Begin

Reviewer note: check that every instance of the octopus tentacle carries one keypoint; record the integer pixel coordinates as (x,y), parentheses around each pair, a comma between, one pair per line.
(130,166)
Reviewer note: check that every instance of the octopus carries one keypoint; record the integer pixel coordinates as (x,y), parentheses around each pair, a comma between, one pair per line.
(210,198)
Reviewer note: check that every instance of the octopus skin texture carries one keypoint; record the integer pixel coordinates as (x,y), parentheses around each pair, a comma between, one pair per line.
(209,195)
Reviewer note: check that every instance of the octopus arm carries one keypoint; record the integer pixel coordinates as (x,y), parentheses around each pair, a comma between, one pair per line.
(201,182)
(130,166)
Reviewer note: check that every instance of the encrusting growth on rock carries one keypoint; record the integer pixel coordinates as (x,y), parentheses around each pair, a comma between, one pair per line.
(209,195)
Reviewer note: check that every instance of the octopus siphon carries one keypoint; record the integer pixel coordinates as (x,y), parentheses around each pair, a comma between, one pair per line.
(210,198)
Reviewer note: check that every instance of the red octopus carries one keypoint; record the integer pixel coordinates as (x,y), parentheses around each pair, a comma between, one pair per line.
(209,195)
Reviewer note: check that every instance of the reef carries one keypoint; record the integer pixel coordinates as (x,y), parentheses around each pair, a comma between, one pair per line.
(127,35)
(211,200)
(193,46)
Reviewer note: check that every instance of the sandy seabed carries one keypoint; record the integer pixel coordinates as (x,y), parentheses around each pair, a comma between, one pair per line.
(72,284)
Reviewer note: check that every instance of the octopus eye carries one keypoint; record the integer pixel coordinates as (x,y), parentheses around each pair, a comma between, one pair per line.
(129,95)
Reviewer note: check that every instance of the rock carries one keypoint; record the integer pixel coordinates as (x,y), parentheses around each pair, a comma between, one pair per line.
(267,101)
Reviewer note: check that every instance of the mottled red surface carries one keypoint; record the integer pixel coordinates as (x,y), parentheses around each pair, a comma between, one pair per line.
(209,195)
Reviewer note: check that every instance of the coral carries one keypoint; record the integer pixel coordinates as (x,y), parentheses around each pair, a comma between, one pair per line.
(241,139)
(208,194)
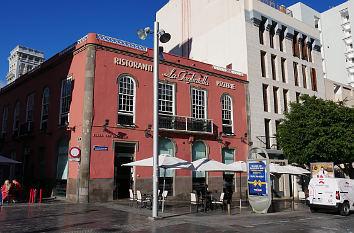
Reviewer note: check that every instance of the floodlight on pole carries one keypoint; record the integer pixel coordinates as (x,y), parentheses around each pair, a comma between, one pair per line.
(163,37)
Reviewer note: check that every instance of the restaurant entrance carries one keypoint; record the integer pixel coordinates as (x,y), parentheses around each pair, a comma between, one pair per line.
(123,175)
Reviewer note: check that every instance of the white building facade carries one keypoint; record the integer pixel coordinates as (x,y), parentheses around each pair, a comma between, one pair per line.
(280,54)
(22,60)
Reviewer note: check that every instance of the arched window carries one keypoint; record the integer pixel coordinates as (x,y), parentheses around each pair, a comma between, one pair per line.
(227,116)
(166,146)
(198,152)
(44,113)
(126,100)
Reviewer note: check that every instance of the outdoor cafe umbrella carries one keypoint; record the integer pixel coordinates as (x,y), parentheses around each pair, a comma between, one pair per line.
(5,160)
(165,161)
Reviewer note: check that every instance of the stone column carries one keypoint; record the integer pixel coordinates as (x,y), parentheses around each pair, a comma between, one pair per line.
(87,123)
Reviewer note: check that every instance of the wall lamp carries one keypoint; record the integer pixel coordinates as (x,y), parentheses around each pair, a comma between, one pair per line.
(106,122)
(148,131)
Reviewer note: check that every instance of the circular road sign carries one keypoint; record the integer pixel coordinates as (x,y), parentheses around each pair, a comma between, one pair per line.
(75,152)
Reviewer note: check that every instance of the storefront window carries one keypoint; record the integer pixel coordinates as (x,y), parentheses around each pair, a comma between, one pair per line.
(198,152)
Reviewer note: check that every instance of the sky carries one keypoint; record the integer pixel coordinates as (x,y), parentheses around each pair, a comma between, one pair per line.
(51,26)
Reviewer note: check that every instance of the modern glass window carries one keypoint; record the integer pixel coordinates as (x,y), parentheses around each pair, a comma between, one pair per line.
(304,76)
(296,74)
(274,72)
(16,122)
(5,116)
(30,108)
(126,100)
(275,98)
(263,63)
(198,103)
(313,79)
(227,116)
(283,71)
(166,98)
(45,108)
(228,177)
(285,99)
(65,100)
(198,152)
(166,146)
(265,97)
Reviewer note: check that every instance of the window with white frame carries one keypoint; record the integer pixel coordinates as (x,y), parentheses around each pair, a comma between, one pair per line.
(166,98)
(65,100)
(227,116)
(30,108)
(16,122)
(44,112)
(199,104)
(126,100)
(5,115)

End

### [BRIEF]
Render all of the data above as a Markdown table with the columns No. and Entry, giving each line its own numbered row and leaving out blank lines. Leave the pictures out of the answer.

### [SOLUTION FOR THIS TASK]
| No. | Entry |
|---|---|
| 1 | Reviewer note: check that every instance of the octopus tentacle carries one keypoint; record the integer pixel coordinates as (x,y), parentheses around each pair, a comma between, one pair per line. |
| 2 | (130,166) |
| 3 | Reviewer note: check that every instance of the octopus carries one keypoint; record the integer pixel coordinates as (x,y), parentheses around each pair, a comma between, one pair per line. |
| 4 | (210,198) |
| 5 | Reviewer note: check that every instance of the octopus skin texture carries one keypoint; record the integer pixel coordinates as (x,y), parentheses around each pair, a comma between, one pair per line. |
| 6 | (209,195) |
| 7 | Reviewer note: check that every instance of the octopus arm carries one keypoint; record the integer pixel coordinates as (x,y), parentheses around each pair, a comma between, one pair per line. |
| 8 | (201,182) |
| 9 | (130,166) |
| 10 | Reviewer note: check that every instance of the encrusting growth on rock carries one keypoint; record the integer pixel coordinates as (x,y), parentheses around each pair, a comma between, one pair per line. |
| 11 | (209,195) |
| 12 | Reviewer note: check that every instance of the octopus siphon carries one keypoint; record the integer pixel coordinates as (x,y), parentheses around each pair, a comma between, one pair per line. |
| 13 | (210,198) |
| 14 | Reviewer note: check that every instance of the red octopus carries one keypoint; record the integer pixel coordinates as (x,y), parentheses around each pair, a comma between, one pair per line. |
| 15 | (209,195) |
| 16 | Reviewer note: check that every instance of the reef carries one keypoint; record the integer pixel coordinates as (x,y), parentheses around each pair, a comma between, one pair per line. |
| 17 | (127,35) |
| 18 | (211,200) |
| 19 | (193,46) |
| 20 | Reviewer note: check that every instance of the sandy seabed carries one keypoint; record the integer pixel coordinates as (x,y), parentheses around each pair, a comma between, one pair per line. |
| 21 | (72,284) |
| 22 | Reviewer note: check that every instance of the octopus eye carries one keypoint; record the integer pixel coordinates as (x,y), parentheses around each pair, a comma between, one pair per line. |
| 23 | (129,95) |
| 24 | Reviewer note: check that every instance of the rock carries one keypoint; record the integer pixel coordinates as (x,y), parentheses around each pair, a comma between, one pair per line. |
| 25 | (267,101) |
| 26 | Reviewer note: check that every instance of the mottled red surface carries one keypoint; record the integer pixel coordinates as (x,y), parentheses around each pair, a comma between, one pair per line. |
| 27 | (209,195) |
| 28 | Reviewer note: check that every instance of the coral carries one keypoint; record the integer pixel coordinates as (x,y), parentheses around each pair, a comma between, one pair per line. |
| 29 | (241,139) |
| 30 | (208,194) |
| 31 | Reviewer note: check that every instance of the floodlight on pole carries one keypoint; record the integer pixel coordinates as (x,y), parentheses around each pair, a comma between, one pair per line. |
| 32 | (163,37) |
| 33 | Reviewer note: check that every instance of the restaurant entrance carries one keypoint; record the integer pixel coordinates as (x,y), parentheses around each pair, a comma between, one pair per line. |
| 34 | (123,175) |
| 35 | Reviewer note: check that every instance of the white building facade carries one keypoint; record the integer pixel coordinates as (x,y), parentheses around each pair, a comma between, one pair per line. |
| 36 | (280,54) |
| 37 | (22,60) |
| 38 | Reviewer note: check that every instance of the arched window carries one keypoint; record the integer pixel coordinates as (x,y), parentheses around each pair, a comma between, one pair per line. |
| 39 | (227,116) |
| 40 | (166,146) |
| 41 | (198,152) |
| 42 | (44,113) |
| 43 | (126,100) |
| 44 | Reviewer note: check that every instance of the outdoor cafe umbrella carries one keypoint; record the integer pixel coordinates as (x,y), parentheses around each pair, a comma between, one pair per line. |
| 45 | (5,160) |
| 46 | (165,161) |
| 47 | Reviewer note: check that every instance of the stone column carries one keypoint; record the integer pixel coordinates as (x,y), parentheses around each pair, a comma between, one pair per line. |
| 48 | (87,123) |
| 49 | Reviewer note: check that every instance of the wall lamp carries one keypoint; record the integer pixel coordinates as (x,y), parentheses around each pair, a comma between, one pair per line. |
| 50 | (106,122) |
| 51 | (148,131) |
| 52 | Reviewer note: check that every instance of the circular road sign carries one keypoint; record the integer pixel coordinates as (x,y), parentheses around each pair, a comma between, one pair per line. |
| 53 | (75,152) |
| 54 | Reviewer note: check that every instance of the storefront window carries one keypoint; record the integer pixel coordinates as (x,y), parentheses around each pair, a comma between, one pair per line. |
| 55 | (198,152) |
| 56 | Reviewer note: check that every instance of the sky carries one keypoint; record the integer pixel coordinates as (x,y), parentheses around each pair, a comma between, one pair per line. |
| 57 | (51,26) |
| 58 | Reviewer note: check that every instance of the modern glass window carries one keypoint; record the integer pixel coordinates as (x,y), parentheses around each pair, a comma between, one pair per line. |
| 59 | (304,76) |
| 60 | (296,74) |
| 61 | (274,72) |
| 62 | (16,122) |
| 63 | (5,116) |
| 64 | (30,108) |
| 65 | (126,100) |
| 66 | (275,98) |
| 67 | (263,63) |
| 68 | (198,103) |
| 69 | (313,79) |
| 70 | (227,116) |
| 71 | (283,71) |
| 72 | (166,98) |
| 73 | (45,108) |
| 74 | (228,177) |
| 75 | (285,99) |
| 76 | (65,100) |
| 77 | (198,152) |
| 78 | (166,146) |
| 79 | (265,97) |
| 80 | Reviewer note: check that every instance of the window with white frame carries one keypoint; record the integer pixel coordinates as (x,y), parentheses around each pair, a comma between, one pair per line. |
| 81 | (166,98) |
| 82 | (65,100) |
| 83 | (227,116) |
| 84 | (30,108) |
| 85 | (16,122) |
| 86 | (44,112) |
| 87 | (199,104) |
| 88 | (126,100) |
| 89 | (5,115) |